_Excerpts from point annotation data_:
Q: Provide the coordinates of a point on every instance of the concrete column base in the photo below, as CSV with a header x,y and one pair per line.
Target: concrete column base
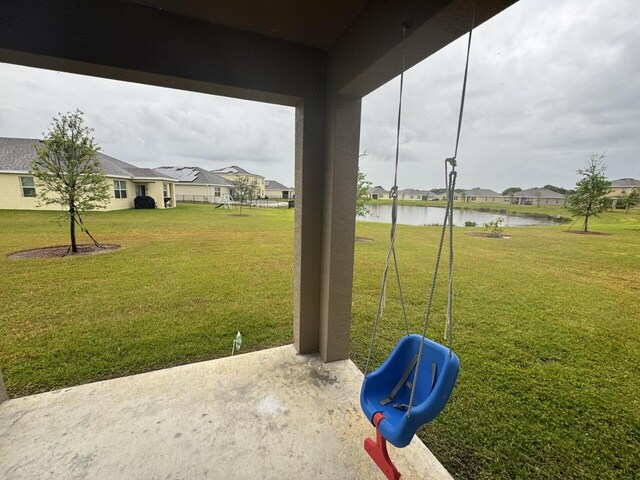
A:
x,y
3,390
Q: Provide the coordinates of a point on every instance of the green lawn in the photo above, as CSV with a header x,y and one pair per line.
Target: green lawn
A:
x,y
547,322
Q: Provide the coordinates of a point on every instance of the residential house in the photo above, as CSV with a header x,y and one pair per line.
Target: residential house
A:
x,y
234,172
416,195
275,189
483,195
377,193
195,184
623,186
538,197
18,189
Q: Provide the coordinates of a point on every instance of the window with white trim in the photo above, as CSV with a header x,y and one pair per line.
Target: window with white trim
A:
x,y
28,186
120,188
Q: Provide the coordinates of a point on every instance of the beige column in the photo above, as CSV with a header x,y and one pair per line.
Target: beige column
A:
x,y
309,162
3,390
339,216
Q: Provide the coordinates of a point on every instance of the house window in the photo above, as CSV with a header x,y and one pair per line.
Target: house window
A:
x,y
120,188
28,186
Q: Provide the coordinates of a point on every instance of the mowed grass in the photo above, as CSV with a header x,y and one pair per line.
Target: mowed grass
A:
x,y
183,283
547,322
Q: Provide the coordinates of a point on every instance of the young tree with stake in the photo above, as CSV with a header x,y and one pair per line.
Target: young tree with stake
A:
x,y
590,197
67,170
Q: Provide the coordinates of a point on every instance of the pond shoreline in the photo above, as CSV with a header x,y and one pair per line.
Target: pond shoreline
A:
x,y
431,215
484,208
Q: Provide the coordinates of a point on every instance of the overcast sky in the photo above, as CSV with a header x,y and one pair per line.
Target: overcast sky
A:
x,y
549,83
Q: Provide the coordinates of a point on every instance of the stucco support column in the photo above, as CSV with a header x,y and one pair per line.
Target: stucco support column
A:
x,y
339,216
3,390
309,160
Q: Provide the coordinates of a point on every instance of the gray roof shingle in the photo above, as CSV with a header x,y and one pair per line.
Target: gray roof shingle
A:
x,y
273,185
538,192
16,155
625,182
194,176
234,170
481,192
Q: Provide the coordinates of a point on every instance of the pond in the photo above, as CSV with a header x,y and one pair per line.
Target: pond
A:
x,y
421,215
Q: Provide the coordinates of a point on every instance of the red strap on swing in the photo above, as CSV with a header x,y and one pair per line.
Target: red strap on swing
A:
x,y
377,450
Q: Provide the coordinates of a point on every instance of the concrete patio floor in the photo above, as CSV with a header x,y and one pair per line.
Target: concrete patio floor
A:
x,y
262,415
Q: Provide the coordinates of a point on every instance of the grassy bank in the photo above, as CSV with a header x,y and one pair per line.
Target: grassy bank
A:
x,y
546,322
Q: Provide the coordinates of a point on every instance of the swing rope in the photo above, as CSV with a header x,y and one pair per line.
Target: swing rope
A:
x,y
394,220
450,179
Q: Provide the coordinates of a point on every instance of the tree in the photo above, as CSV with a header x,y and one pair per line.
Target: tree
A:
x,y
362,195
68,171
243,190
590,193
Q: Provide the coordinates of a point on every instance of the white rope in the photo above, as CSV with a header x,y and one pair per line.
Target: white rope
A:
x,y
394,220
450,179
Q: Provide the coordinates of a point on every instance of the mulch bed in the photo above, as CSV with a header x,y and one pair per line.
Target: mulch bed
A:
x,y
63,251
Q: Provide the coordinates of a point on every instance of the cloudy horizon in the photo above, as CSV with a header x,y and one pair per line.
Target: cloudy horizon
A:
x,y
549,84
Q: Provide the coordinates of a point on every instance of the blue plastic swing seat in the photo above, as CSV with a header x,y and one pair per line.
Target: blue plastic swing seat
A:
x,y
436,379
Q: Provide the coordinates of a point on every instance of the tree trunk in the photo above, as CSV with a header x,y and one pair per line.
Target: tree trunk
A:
x,y
586,221
72,229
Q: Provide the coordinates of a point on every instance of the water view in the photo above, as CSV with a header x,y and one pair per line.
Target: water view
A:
x,y
421,215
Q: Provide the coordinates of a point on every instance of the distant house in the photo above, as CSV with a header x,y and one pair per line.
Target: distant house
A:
x,y
416,195
377,193
482,195
275,189
234,172
538,197
18,189
623,186
195,184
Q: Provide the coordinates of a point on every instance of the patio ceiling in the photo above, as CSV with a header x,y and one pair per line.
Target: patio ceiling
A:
x,y
315,24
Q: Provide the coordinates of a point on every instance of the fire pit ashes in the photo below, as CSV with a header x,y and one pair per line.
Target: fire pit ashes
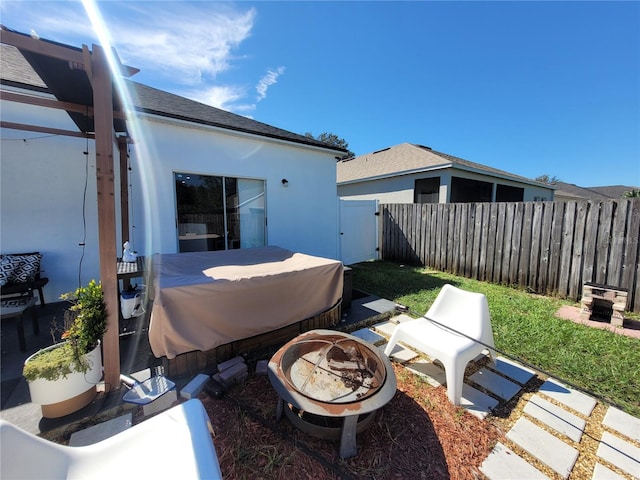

_Requirement_: Please count how many lines in the records above contain the string "grassy". Reply with the number alone.

_Response for this exercise_: 2